Stored dataset items:
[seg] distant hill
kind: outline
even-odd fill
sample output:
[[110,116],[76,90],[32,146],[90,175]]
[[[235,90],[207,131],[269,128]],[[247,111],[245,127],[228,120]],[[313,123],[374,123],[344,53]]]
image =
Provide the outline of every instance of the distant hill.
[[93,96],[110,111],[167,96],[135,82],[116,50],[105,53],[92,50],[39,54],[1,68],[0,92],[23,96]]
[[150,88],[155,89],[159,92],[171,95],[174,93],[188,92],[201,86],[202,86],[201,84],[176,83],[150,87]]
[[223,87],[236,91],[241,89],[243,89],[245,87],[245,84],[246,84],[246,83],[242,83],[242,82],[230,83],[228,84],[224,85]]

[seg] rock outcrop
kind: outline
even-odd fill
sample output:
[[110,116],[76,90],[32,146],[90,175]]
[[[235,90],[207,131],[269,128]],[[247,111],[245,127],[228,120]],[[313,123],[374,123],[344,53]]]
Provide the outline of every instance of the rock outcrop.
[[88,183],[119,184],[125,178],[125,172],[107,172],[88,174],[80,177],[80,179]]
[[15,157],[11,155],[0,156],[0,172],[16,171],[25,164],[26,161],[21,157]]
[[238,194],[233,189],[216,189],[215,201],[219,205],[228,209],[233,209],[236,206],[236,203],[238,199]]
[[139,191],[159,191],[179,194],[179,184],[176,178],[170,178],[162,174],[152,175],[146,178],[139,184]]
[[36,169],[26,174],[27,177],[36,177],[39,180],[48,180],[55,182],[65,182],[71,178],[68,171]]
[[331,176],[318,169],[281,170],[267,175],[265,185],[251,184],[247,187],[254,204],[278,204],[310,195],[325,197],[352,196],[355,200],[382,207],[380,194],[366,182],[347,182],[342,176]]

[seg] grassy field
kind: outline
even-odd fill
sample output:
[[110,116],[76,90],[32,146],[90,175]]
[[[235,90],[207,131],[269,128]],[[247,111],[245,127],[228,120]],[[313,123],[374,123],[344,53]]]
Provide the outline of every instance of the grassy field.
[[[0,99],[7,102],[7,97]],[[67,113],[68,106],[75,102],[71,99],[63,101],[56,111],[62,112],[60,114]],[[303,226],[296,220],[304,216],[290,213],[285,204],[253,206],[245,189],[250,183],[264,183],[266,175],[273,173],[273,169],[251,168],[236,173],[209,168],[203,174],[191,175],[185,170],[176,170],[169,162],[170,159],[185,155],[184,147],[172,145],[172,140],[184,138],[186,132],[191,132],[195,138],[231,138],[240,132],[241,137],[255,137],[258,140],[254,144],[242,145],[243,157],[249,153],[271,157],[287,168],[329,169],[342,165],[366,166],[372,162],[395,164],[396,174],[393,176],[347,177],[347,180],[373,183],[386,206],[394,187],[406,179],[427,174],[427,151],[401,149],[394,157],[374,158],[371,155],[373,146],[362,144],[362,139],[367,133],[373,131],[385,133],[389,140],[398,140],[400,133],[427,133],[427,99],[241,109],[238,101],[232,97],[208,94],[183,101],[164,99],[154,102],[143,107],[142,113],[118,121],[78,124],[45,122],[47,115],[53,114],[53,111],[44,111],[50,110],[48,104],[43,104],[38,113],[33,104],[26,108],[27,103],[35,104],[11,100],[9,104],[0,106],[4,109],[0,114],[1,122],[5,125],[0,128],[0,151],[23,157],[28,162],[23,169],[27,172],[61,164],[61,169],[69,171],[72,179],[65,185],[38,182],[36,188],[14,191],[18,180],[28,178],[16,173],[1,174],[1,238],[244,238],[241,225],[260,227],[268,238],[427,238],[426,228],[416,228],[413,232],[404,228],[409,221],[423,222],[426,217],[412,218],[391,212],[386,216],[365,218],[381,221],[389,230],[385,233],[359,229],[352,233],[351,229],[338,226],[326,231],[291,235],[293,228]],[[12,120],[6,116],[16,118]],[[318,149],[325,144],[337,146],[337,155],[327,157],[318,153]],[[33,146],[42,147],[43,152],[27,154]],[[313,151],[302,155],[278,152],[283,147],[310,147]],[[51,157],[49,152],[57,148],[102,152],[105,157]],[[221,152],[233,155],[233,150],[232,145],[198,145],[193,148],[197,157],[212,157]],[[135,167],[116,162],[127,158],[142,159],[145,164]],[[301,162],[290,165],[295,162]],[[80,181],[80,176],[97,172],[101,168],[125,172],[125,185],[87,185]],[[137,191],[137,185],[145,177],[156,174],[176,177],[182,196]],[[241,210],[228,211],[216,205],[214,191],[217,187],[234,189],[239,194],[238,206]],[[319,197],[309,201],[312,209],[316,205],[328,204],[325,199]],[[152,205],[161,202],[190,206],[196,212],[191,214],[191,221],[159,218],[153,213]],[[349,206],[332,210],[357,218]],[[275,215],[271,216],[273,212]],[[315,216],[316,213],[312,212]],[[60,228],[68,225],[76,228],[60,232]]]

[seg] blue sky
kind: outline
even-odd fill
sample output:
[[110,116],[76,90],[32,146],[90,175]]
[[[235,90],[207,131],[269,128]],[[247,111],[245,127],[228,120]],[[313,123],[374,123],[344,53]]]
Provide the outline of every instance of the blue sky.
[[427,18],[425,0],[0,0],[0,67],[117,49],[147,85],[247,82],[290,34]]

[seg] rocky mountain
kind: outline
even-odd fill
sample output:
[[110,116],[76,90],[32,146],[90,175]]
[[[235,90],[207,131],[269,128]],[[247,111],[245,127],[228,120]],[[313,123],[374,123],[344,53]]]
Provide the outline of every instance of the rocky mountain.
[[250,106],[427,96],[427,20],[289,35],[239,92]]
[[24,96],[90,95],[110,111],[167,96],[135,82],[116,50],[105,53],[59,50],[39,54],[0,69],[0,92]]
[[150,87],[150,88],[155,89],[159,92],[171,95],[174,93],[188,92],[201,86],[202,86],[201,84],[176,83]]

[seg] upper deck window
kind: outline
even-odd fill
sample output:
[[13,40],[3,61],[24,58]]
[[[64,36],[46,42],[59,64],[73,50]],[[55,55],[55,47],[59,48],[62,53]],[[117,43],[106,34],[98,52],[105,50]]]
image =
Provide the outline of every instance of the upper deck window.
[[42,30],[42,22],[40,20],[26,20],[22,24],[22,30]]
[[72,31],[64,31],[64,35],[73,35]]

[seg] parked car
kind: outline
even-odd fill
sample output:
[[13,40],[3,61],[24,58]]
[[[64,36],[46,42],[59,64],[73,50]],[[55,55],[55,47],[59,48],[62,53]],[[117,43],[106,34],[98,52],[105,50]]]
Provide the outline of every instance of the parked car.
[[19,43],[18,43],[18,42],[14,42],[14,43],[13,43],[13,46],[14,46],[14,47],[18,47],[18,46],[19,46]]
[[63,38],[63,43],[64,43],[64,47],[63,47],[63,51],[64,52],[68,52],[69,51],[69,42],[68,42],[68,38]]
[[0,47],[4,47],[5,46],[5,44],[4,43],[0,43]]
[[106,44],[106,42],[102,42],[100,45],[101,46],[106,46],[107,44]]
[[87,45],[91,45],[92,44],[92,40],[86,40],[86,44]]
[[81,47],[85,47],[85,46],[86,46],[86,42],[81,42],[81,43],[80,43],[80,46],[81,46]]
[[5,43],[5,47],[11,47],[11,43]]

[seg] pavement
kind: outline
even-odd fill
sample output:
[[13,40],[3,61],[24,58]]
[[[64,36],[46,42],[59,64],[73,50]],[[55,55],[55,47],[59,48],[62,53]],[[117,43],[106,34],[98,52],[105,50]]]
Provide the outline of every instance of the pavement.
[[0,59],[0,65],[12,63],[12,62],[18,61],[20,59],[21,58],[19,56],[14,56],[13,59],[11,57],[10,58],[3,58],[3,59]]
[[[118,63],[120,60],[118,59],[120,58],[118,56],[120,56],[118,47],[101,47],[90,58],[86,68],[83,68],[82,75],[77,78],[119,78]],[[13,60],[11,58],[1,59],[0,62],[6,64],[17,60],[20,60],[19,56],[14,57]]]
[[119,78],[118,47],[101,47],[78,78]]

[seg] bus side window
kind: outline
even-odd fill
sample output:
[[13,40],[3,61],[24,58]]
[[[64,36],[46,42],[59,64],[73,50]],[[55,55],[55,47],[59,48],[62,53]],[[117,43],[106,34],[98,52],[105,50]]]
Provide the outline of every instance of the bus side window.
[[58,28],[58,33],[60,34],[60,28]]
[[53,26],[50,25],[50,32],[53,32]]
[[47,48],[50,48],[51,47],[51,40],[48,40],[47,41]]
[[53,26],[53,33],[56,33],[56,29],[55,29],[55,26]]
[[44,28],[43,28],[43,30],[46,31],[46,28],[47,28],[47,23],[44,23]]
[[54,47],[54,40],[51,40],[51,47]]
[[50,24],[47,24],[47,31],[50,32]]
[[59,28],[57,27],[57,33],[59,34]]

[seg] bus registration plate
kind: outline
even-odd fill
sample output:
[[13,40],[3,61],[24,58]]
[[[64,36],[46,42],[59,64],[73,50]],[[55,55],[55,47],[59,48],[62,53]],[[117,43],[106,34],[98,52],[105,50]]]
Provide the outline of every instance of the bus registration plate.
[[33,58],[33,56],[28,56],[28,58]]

WORK TO COMPLETE:
Rewrite everything from the line containing "[seg] parked car" down to the line containing "[[119,78],[118,47],[101,47],[78,78]]", substituting "sidewalk" for "pavement" and leaving all else unchanged. Return only those lines.

FINISHED TASK:
[seg] parked car
kind: outline
even-odd fill
sample output:
[[13,40],[3,61],[24,58]]
[[[64,36],[46,42],[59,64],[73,50]],[[55,55],[55,47],[59,48],[62,53]],[[117,43],[106,34],[98,52],[105,50]]]
Provide the outline of every instance of the parked car.
[[19,43],[18,43],[18,42],[14,42],[14,43],[13,43],[13,46],[14,46],[14,47],[18,47],[18,46],[19,46]]
[[63,38],[63,43],[64,43],[64,47],[63,47],[63,51],[64,52],[68,52],[69,51],[69,42],[68,42],[68,38]]
[[0,47],[4,47],[5,46],[5,44],[4,43],[0,43]]
[[106,44],[106,42],[102,42],[100,45],[101,46],[106,46],[107,44]]
[[87,45],[91,45],[92,44],[92,40],[86,40],[86,44]]
[[81,47],[85,47],[85,46],[86,46],[86,42],[81,42],[81,43],[80,43],[80,46],[81,46]]
[[5,43],[5,47],[11,47],[11,43]]

[seg] sidewalk
kind: outline
even-odd fill
sample output:
[[13,40],[3,61],[24,58]]
[[[64,36],[46,42],[59,64],[73,50]],[[55,55],[55,47],[59,48],[62,53]],[[117,43],[106,34],[98,52],[105,50]]]
Provide the outline of every instance of the sidewalk.
[[0,59],[0,65],[12,63],[12,62],[18,61],[20,59],[21,58],[19,56],[14,56],[13,59],[11,57],[10,58],[3,58],[3,59]]
[[[118,63],[120,60],[118,59],[120,58],[118,56],[120,56],[118,47],[101,47],[90,58],[86,68],[83,68],[82,75],[77,78],[119,78]],[[13,60],[11,58],[1,59],[0,62],[6,64],[17,60],[20,60],[19,56],[14,57]]]
[[119,78],[118,47],[101,47],[78,78]]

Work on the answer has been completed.